» **What you will do**
Search the data below, and report every line in which "above" occurs.

» **Provided records**
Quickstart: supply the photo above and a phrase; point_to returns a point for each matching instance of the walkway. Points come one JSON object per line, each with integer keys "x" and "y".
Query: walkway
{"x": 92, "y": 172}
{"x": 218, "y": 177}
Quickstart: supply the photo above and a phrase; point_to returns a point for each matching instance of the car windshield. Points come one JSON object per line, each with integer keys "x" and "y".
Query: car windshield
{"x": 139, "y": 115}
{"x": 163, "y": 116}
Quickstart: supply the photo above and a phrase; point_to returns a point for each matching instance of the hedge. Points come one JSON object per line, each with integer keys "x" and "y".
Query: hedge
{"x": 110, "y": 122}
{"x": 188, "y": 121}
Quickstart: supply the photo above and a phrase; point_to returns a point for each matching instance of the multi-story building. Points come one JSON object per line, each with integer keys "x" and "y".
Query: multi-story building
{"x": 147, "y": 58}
--
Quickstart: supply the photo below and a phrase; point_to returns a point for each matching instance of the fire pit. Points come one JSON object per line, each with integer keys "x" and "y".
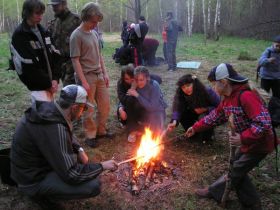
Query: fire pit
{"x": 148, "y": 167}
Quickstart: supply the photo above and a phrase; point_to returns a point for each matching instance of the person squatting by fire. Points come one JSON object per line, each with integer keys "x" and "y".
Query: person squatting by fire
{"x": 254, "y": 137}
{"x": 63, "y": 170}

» **Reply**
Quickstart: supply the photo above and a phrase; point_to returns a point for each matching instance of the walkway. Points come one JSON object per line, each with integer keys "x" and "y".
Quickstart: supply the photo above and a phrase; point_to returns a point for each matching instance of the car windshield. Points come one JSON object per line, each with integer keys "x" and "y".
Quickstart: supply the photo above and a phrase; point_to returns a point for each matching instance of the hedge. Points come one JSON object per line, each with integer keys "x" and "y".
Quickstart: supply the photo above and a phrase; point_to returns a point for each matching instance of the multi-story building. Points come one JSON object per line, each with integer keys "x" and "y".
Quickstart: supply the photo above and a phrase; point_to returns a point for each matching instance of the person squatting by fire. Points come one JSON object per line, each with integer keys "x" and "y".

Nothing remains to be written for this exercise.